— WHAT THE EXERCISE ASKS —
Return only the lines starting at the line that contains "Would you be able to mark the sliding" and ending with the final line of the listing; include both endpoints.

— RECORD LIST —
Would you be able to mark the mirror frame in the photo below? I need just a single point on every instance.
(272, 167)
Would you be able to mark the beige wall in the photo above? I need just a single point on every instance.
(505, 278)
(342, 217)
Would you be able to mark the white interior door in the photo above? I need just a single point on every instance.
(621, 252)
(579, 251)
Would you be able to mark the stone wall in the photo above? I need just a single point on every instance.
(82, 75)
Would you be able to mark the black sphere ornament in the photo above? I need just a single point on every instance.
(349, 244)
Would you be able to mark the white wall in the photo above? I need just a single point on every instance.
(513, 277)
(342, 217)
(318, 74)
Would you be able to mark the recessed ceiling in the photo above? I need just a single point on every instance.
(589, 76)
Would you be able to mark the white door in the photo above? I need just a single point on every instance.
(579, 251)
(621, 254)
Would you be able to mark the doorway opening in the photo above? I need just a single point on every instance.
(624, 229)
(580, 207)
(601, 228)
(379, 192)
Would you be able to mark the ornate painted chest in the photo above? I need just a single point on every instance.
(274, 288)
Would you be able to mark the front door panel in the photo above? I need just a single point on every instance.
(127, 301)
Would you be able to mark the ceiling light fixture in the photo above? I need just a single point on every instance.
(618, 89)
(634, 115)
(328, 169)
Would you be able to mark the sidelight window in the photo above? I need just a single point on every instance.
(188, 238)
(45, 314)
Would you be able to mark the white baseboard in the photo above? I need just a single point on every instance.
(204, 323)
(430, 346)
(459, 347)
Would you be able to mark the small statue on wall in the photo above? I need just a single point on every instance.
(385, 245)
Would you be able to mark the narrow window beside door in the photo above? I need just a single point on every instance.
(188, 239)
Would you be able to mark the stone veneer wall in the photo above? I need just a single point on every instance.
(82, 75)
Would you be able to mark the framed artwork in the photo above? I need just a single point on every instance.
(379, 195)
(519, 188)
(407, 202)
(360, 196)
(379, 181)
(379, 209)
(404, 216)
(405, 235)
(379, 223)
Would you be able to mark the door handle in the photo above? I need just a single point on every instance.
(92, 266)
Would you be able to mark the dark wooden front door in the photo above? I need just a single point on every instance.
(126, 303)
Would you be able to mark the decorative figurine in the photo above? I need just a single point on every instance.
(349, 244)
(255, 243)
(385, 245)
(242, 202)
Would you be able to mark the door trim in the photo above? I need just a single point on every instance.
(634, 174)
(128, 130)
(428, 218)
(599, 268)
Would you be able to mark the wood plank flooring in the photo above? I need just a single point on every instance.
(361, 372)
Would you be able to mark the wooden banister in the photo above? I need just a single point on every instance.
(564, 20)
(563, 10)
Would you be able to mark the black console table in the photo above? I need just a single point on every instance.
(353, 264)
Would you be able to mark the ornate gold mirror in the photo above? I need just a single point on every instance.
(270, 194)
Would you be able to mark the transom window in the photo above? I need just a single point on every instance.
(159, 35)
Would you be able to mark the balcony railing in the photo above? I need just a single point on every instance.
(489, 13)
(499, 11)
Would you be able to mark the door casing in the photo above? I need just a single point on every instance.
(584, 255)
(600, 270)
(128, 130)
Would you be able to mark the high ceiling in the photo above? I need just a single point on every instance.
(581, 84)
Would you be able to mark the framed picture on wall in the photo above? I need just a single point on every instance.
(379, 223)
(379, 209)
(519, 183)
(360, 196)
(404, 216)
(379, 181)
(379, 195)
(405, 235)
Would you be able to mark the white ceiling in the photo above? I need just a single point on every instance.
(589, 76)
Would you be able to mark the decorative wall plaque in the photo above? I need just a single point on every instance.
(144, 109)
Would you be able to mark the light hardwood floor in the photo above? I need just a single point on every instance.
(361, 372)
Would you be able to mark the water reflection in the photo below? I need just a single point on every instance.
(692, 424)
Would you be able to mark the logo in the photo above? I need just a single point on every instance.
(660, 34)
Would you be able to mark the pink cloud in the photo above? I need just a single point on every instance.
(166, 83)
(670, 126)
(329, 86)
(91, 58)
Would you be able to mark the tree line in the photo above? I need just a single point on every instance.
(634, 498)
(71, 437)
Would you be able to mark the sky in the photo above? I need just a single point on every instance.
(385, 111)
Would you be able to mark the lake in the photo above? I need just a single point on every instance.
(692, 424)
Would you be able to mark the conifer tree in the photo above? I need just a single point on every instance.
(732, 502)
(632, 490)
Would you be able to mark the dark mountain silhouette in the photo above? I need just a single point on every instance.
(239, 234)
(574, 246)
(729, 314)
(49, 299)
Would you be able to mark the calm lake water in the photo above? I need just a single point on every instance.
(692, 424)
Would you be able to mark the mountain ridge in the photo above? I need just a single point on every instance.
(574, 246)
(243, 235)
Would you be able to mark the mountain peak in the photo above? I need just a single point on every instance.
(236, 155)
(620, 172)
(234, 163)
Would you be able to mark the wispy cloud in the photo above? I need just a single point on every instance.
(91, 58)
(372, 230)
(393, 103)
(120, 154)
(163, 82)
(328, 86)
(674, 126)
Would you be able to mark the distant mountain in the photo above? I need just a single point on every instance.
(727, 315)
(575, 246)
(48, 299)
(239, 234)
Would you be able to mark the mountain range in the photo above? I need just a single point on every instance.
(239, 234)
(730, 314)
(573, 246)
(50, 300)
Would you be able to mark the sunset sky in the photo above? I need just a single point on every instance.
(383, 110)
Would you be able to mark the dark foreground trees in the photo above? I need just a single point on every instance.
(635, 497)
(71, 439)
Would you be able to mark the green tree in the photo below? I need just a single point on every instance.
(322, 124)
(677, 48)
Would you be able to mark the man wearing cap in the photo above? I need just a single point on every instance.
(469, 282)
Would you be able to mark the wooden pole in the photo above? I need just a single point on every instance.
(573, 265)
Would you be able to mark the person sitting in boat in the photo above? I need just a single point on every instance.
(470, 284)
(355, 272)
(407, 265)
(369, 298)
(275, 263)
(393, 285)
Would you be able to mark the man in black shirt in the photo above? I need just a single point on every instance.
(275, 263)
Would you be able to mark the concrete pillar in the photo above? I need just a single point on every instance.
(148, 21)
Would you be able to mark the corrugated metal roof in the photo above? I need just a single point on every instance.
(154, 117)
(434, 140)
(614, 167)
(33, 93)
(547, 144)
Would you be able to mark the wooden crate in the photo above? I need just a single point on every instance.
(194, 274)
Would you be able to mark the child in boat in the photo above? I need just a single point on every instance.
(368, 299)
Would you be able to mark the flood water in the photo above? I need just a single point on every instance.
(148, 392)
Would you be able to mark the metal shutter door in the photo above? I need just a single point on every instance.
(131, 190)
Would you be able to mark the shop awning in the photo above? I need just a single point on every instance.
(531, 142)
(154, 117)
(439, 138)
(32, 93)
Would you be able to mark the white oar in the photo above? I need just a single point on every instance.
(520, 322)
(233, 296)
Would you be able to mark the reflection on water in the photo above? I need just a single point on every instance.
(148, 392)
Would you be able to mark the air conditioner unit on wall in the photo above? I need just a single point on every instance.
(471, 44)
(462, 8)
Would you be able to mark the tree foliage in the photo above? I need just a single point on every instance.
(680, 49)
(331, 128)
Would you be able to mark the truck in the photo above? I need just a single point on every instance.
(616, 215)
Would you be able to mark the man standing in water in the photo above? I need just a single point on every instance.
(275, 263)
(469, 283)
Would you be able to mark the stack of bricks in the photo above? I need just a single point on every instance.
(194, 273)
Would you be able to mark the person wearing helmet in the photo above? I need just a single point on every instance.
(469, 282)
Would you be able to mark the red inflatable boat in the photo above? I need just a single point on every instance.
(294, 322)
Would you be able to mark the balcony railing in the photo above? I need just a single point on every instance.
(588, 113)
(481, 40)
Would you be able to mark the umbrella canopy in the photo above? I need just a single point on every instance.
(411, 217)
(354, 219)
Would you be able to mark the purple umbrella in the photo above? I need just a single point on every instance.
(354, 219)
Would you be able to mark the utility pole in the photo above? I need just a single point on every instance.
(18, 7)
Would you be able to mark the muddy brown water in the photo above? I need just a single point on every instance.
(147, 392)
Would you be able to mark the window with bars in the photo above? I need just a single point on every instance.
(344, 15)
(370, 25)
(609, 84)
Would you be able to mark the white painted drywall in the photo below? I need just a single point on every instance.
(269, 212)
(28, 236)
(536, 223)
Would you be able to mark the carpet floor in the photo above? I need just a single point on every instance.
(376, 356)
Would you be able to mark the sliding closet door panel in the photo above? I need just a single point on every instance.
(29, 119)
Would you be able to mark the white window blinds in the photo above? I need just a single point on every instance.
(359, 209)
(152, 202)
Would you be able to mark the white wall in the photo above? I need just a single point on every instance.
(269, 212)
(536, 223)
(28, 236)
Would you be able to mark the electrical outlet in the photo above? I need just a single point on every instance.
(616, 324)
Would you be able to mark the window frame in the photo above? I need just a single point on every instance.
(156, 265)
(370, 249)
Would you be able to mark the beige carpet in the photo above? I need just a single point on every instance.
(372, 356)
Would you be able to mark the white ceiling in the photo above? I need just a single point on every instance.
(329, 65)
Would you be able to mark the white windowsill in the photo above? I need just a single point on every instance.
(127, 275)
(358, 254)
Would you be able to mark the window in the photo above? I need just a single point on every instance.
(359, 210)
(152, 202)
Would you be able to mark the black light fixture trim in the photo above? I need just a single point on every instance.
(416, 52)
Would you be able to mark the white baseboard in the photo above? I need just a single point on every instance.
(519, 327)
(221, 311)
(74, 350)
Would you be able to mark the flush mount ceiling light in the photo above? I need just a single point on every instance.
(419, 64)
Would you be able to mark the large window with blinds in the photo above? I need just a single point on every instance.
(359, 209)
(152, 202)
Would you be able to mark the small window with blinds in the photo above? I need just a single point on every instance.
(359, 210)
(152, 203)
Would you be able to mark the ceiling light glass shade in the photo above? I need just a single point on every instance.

— EXERCISE SOLUTION —
Would you be able to mark the sliding closet door panel in the photo above? I need just a single point on every instance.
(29, 119)
Would you be able to mark the white window blinds in the photo above? I need just a single point on every instance.
(359, 209)
(152, 202)
Would you be able to mark the white wall in the photo above? I need just a single point on every instance.
(269, 212)
(536, 223)
(28, 236)
Would you be able to mark the electrical outlet in the photo above? I need just a single point on every instance.
(616, 324)
Would you be able to mark the window frame in the photo above? I need just a single point on every instance.
(156, 265)
(370, 249)
Would you be able to mark the beige carpet in the photo above? I need just a single point on every instance.
(372, 356)
Would you be able to mark the white ceiling in the photo above? I need just a single point on every instance.
(329, 65)
Would you be able to mark the white windowsill in the photo above? I need just a single point on every instance.
(127, 275)
(358, 254)
Would you be able to mark the window in the photo above? I need just a single point on every instance.
(359, 210)
(152, 202)
Would you be able to mark the black light fixture trim in the photo above? I need just a single point on every instance.
(416, 52)
Would you be able to mark the white baseboard in the photo above? I need just a single point on every instance.
(519, 327)
(221, 311)
(74, 350)
Would you be able to mark the flush mount ceiling light in the photo above? I need just a single point on every instance.
(419, 64)
Would you be able to mark the large window with blinds in the photo above? I need just a single point on every instance.
(359, 209)
(152, 202)
Would you be able to mark the small window with blinds in the photo above? I need just a single point on every instance.
(359, 210)
(152, 203)
Would you be able to mark the ceiling light glass shade in the photo above? I need just a single point on every instance.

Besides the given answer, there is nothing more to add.